### Problem requirements
Write out once more the lines running from the top of the entries below to the line with "[(696, 518), (468, 199)]", both ends included.
--- Provided entries Enclosed Below ---
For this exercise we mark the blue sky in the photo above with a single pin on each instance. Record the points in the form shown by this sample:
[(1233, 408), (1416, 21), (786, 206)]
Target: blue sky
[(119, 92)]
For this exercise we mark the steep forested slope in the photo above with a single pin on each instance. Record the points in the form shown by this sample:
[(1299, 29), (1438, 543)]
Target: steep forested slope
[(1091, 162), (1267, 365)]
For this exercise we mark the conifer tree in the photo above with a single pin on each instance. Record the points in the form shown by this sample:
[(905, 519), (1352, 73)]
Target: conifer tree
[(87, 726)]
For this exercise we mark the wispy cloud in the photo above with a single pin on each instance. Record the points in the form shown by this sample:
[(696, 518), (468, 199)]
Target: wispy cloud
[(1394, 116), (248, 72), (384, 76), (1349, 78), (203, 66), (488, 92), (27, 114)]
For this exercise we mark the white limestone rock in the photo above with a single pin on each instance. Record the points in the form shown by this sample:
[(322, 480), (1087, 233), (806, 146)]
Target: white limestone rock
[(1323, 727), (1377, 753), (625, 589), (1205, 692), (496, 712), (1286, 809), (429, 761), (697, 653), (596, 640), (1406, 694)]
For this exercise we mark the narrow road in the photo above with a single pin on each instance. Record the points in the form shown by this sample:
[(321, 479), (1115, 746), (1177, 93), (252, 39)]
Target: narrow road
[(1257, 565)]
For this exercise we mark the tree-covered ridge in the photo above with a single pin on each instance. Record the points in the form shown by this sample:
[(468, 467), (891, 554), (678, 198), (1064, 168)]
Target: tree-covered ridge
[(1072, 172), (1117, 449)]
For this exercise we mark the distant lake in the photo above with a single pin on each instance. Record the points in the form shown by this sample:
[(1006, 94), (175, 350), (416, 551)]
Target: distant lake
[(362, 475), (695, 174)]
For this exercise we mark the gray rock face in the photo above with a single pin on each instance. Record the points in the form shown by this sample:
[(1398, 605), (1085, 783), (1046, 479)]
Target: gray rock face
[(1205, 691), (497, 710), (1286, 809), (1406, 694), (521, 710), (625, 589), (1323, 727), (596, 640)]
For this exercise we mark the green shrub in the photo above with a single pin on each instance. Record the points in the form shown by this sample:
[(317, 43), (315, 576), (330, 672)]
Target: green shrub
--- End of Enclosed Provided entries ---
### Solution to this problem
For this exercise we mark the blue sky in the photo above with a single pin on each instance. Record the points in the form shown by this sample:
[(1233, 408), (1416, 21), (786, 206)]
Target: blue sky
[(119, 92)]
For this exercise we mark the steep forested slope in the photo above with a single pin on each instance. Record the points in the form shown by this sample:
[(1299, 29), (1438, 543)]
Target: steep forested slope
[(1091, 162), (1267, 365)]
For this exercise we mark the conifer tree in the photo above with a single pin on each instance. Record the points in the form shown by this sample:
[(905, 519), (1352, 73)]
Target: conifer tree
[(87, 726)]
For this exercise we mark the wispy cloud in the photo above with a single pin on each instance. Record the points in the form shown by this sample:
[(696, 518), (468, 199)]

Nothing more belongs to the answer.